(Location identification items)
-- -- --

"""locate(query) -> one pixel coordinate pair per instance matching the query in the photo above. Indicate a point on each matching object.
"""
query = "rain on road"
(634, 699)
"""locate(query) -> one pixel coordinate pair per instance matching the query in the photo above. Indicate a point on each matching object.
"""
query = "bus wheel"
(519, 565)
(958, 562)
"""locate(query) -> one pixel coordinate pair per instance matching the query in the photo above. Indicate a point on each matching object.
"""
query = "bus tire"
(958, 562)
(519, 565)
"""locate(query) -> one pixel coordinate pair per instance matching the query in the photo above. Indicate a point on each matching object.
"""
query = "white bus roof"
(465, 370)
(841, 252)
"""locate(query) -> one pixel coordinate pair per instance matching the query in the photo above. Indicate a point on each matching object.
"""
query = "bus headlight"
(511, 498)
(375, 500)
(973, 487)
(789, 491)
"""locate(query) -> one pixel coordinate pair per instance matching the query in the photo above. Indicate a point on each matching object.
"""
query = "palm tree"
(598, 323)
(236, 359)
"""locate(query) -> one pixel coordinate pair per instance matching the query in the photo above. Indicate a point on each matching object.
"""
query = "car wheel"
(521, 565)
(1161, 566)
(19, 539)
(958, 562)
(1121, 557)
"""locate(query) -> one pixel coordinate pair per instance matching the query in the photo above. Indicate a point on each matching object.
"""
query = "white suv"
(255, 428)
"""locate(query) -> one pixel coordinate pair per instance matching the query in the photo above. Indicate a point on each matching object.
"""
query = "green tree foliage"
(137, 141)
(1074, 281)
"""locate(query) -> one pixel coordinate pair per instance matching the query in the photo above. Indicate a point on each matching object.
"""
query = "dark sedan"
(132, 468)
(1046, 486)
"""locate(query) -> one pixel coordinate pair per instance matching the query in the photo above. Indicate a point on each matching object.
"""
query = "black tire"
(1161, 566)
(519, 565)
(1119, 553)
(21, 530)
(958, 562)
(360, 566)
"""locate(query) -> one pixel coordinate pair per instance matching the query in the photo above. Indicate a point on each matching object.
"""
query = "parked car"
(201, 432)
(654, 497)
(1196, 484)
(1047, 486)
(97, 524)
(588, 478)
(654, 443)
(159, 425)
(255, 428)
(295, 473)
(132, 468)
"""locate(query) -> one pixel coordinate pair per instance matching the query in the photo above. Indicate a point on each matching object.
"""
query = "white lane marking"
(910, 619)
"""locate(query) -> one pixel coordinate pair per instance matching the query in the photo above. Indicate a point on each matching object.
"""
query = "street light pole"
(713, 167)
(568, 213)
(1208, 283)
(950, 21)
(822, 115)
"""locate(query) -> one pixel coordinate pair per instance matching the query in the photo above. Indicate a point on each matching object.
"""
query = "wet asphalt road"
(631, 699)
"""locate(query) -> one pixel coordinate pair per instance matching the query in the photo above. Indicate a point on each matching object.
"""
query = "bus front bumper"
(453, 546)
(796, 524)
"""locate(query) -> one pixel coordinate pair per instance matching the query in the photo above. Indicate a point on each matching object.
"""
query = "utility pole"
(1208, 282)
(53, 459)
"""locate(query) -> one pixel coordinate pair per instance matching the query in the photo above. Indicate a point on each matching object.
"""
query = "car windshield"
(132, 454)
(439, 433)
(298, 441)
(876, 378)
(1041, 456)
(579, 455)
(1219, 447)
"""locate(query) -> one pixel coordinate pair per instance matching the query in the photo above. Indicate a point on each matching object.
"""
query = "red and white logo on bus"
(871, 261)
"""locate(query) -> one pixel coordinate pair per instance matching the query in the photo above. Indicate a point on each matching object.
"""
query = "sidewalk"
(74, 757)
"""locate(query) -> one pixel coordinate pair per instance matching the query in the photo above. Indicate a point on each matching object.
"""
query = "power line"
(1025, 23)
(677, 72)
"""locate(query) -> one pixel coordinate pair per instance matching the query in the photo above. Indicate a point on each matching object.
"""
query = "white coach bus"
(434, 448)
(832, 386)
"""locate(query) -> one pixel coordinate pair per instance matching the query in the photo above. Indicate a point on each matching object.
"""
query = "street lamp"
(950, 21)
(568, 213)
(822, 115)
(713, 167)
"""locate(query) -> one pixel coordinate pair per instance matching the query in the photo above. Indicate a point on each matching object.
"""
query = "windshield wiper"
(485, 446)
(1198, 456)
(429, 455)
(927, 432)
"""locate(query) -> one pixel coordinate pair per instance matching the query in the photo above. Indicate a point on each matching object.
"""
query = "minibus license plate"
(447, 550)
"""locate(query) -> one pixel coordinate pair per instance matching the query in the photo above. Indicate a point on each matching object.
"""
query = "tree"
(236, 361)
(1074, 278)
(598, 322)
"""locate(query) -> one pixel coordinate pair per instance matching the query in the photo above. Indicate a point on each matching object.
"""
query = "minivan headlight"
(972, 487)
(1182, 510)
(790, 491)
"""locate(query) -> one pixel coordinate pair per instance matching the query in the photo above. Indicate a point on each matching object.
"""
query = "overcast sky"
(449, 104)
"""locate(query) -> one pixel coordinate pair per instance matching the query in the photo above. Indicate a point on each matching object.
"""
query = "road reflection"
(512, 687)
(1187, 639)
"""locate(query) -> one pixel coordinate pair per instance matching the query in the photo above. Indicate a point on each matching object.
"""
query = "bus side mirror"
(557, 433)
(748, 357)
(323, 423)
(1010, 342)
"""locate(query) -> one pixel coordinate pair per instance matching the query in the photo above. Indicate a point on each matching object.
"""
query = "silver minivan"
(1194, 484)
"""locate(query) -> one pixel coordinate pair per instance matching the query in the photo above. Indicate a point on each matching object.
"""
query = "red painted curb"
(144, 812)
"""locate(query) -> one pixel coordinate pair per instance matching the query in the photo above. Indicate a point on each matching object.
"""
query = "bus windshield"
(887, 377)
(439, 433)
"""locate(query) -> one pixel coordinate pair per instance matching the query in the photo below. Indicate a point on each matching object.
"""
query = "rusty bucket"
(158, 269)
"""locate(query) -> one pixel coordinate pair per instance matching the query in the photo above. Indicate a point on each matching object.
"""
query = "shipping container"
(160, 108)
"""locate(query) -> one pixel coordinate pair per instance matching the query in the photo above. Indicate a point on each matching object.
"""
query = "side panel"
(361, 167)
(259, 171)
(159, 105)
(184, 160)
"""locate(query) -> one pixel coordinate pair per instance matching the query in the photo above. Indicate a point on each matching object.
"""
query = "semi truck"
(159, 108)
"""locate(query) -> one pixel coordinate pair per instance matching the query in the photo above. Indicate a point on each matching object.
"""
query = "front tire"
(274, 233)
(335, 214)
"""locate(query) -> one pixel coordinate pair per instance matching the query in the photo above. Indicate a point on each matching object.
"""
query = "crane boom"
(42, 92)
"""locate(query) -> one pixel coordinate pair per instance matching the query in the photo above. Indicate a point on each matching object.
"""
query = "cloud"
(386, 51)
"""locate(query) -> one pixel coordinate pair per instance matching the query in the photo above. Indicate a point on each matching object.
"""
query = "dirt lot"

-- -- --

» **REQUIREMENT**: Return the line that contains "below. Indicate a point on each matching object." and all lines after it, verbatim, and nothing else.

» **TASK RESULT**:
"""locate(query) -> one pixel coordinate pair per instance matching the query in the photo below. Indicate a point on each matching object.
"""
query = "rusty bucket"
(158, 269)
"""locate(query) -> one pixel coordinate pair per instance matching the query in the photo above. Indicate a point on each matching object.
"""
query = "shipping container"
(160, 108)
"""locate(query) -> one pixel coordinate pair per instance matching the query in the photo above. Indicate a point on each matching object.
"""
query = "side panel"
(361, 167)
(259, 171)
(159, 105)
(184, 160)
"""locate(query) -> one pixel coordinate pair per instance matching the query in the photo above. Indicate a point on each matching object.
"""
query = "semi truck"
(159, 108)
"""locate(query) -> one pixel coordinate pair per instance matching the query in the photo above. Indicate a point on each matching object.
"""
query = "front tire"
(274, 233)
(335, 214)
"""locate(query) -> one pixel coordinate pair per instance matching the query in the photo above. Indicate a point on each matching object.
"""
query = "crane boom"
(42, 92)
"""locate(query) -> one pixel coordinate pair per instance matching the query in the photo above. Indicate a point on each matching object.
"""
query = "cloud"
(386, 51)
"""locate(query) -> one pixel coordinate pair per instance matching the query in the photo above. Indicate a point on each matching object.
"""
query = "dirt lot"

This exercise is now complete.